**WRITTEN EXERCISE**
Arrange the items below as a two-column CSV with the headers "item" and "answer", one row for each item. Put the item's text and its answer each in a single quoted field, with line breaks replaced by spaces.

(Records from a data source)
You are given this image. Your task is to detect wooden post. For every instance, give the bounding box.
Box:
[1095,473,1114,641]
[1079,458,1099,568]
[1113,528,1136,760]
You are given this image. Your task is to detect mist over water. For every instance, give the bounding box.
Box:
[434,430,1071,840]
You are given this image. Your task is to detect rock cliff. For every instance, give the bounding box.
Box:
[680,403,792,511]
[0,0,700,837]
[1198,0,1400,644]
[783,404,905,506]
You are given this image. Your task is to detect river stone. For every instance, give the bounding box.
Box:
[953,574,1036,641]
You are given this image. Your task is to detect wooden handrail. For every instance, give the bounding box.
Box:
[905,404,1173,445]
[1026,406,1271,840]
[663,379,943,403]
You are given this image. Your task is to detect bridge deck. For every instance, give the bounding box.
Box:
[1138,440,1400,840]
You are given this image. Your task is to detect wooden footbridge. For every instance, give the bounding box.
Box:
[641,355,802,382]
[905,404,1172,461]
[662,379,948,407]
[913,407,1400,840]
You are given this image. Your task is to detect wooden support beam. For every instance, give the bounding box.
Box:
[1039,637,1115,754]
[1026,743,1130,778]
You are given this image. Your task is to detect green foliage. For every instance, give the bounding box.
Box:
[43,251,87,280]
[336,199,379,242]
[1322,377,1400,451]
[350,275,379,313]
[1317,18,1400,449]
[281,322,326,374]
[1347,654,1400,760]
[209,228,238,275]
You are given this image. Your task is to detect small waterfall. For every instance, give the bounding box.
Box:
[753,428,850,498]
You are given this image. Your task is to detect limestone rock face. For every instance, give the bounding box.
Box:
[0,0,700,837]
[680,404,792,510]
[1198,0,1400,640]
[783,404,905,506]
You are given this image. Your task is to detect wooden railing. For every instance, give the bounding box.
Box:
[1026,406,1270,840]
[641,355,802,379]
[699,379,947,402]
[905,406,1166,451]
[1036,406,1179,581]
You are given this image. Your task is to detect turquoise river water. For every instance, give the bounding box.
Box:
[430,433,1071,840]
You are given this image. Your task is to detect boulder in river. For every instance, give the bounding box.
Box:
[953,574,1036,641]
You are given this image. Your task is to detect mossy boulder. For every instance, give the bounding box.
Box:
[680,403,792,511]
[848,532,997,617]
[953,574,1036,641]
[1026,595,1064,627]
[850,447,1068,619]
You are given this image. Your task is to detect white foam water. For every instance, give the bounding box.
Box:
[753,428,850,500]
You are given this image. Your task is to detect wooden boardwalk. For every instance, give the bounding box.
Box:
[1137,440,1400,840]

**FINISHED EXERCISE**
item,answer
"You are given this image. Your task is to detect wooden post. For every instance, give the bounding box. Box:","[1095,473,1114,641] [1079,458,1099,568] [1113,528,1136,760]"
"You are given this image. Your task is to detect mist over water. For every instance, give the bounding box. Box:","[434,430,1071,840]"
"You are given this image. Your task is to detect rock cliff. For every instance, give the bounding box. Box:","[680,403,792,511] [0,0,700,837] [1198,0,1400,644] [783,404,905,506]"
"You are given this image. Your task is to detect river stone. For every instance, give the bounding box. Box:","[953,574,1036,641]"
"You are given this image. Your task is to detect wooden handrail. For every instance, give the bounding box. Box:","[905,404,1173,445] [1026,406,1271,840] [663,379,943,403]"
"You are given this image. Your task is to detect bridge deck. For every instance, give the bounding box. Box:","[1138,440,1400,840]"
"You are given this image. Your task is to detect wooden footbridge. For every instance, give the bounding box. Box:","[641,355,802,382] [905,404,1172,461] [662,379,948,407] [913,407,1400,840]"
"You are given this image. Your task is to detect wooden support beam. For every instance, give the bounding box. Box:","[1039,637,1115,754] [1026,743,1130,778]"
"You are given this image. Your task is to detect green foliage. For every instance, give the bounding box. Box:","[43,251,87,280] [336,199,379,242] [1322,377,1400,451] [350,275,379,313] [1317,18,1400,449] [281,322,326,374] [1347,654,1400,760] [209,228,238,275]"
"You are given this image. Your task is to detect small waterfall. For every instance, give the bounding box. Box:","[753,428,850,498]"
"You are given this image. Your task is to detect limestone rock face. For every instance, give the bounding box. Box:","[0,0,700,837] [680,404,792,510] [1198,0,1400,640] [783,404,905,506]"
"You are given this image. Your task is to detect wooden railing. For every instance, give the bounding box. Box:","[1026,406,1270,840] [641,355,802,379] [699,379,947,402] [905,406,1166,451] [1036,406,1179,581]"
"You are given this image. Your task is to detect turquoise river water. For every instance, give the bounding box. Box:","[430,433,1071,840]"
"You are given this image. Your task is to detect boulder in river. For every instance, give the bounding box. Box:","[953,574,1036,641]"
"You are given this image. Your task is to detect mossy boulder. For every instance, give the bounding box. Box:","[680,403,792,511] [848,532,997,617] [953,574,1036,641] [1026,595,1064,627] [850,447,1068,619]"
"You are given this image. Your task is to detect white foam water. For every instance, give the bounding box. Box:","[753,428,850,500]"
"You are given this image. Your task is to detect wooden boardwalk. For every instance, give the bounding box. Box:","[1137,440,1400,840]"